◆ **DATA TO USE**
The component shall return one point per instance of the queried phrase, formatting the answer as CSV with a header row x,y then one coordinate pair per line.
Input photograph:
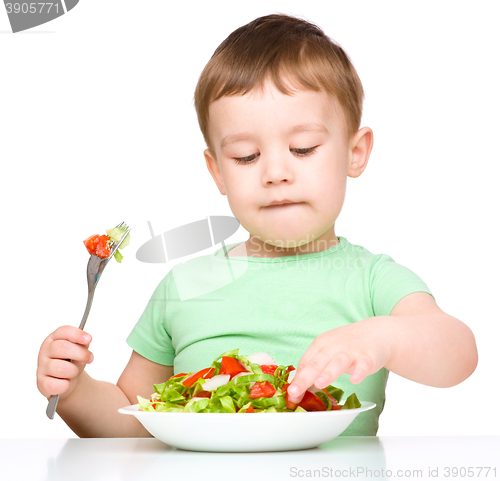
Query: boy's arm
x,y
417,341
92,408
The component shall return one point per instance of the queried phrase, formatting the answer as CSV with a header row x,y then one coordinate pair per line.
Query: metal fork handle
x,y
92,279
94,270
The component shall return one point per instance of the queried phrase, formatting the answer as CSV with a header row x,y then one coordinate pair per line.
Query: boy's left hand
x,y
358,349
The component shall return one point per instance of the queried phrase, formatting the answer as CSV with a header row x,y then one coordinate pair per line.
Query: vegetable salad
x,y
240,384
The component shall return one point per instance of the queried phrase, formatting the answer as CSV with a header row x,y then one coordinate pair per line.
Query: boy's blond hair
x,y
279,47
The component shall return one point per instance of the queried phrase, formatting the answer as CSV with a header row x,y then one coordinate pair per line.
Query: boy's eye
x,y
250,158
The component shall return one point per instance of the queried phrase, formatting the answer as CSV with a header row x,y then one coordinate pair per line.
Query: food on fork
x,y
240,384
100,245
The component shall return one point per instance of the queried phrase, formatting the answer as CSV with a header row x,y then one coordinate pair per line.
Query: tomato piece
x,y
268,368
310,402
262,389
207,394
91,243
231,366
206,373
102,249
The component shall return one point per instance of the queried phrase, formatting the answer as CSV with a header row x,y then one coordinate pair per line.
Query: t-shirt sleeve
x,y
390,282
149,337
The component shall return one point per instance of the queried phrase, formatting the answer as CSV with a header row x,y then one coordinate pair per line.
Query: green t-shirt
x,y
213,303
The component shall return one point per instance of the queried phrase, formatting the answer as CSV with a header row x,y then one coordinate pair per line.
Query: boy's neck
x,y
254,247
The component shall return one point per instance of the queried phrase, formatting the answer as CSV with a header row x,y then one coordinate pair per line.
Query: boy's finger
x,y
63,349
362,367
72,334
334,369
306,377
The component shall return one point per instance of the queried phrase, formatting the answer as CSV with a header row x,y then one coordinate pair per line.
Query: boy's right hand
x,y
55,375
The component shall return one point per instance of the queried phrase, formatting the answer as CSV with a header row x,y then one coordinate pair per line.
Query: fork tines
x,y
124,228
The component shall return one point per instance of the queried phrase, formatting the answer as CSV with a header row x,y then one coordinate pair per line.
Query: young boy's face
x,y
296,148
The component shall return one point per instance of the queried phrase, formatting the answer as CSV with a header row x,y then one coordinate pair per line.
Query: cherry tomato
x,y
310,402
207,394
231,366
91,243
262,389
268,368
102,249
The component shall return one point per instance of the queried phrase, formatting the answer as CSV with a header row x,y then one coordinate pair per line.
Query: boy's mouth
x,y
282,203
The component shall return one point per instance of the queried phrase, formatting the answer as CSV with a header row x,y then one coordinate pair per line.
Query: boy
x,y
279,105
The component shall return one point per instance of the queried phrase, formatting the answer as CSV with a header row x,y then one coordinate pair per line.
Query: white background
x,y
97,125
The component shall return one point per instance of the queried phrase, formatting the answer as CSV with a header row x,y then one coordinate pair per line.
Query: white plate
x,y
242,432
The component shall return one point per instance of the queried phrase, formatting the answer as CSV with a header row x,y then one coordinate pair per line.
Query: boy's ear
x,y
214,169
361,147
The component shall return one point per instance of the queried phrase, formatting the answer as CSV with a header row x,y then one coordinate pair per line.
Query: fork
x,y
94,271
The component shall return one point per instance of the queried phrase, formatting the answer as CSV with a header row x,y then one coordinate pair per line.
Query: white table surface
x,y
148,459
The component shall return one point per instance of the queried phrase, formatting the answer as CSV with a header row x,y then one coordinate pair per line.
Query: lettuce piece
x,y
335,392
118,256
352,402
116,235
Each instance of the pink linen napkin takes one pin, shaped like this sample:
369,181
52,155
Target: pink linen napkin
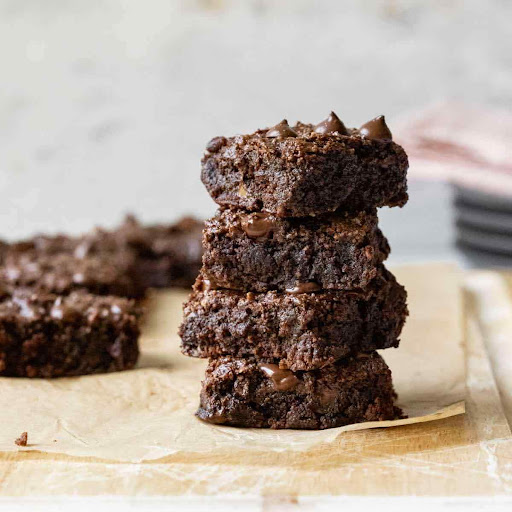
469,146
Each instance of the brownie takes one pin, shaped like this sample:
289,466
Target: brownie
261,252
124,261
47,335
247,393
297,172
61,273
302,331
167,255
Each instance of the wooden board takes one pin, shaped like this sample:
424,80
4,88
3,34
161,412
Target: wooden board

◆ **REQUIRED WORK**
Your response should be made up of the lines in the data that contain the word "sample".

◆ **RESULT OF THE EXERCISE**
Each instance of the pink linen napkin takes one pin, shaped like this sample:
Each instance of the brownie takes one pin, shaped like this sample:
Each instance of the wooden board takes one pin, shaped like this sample:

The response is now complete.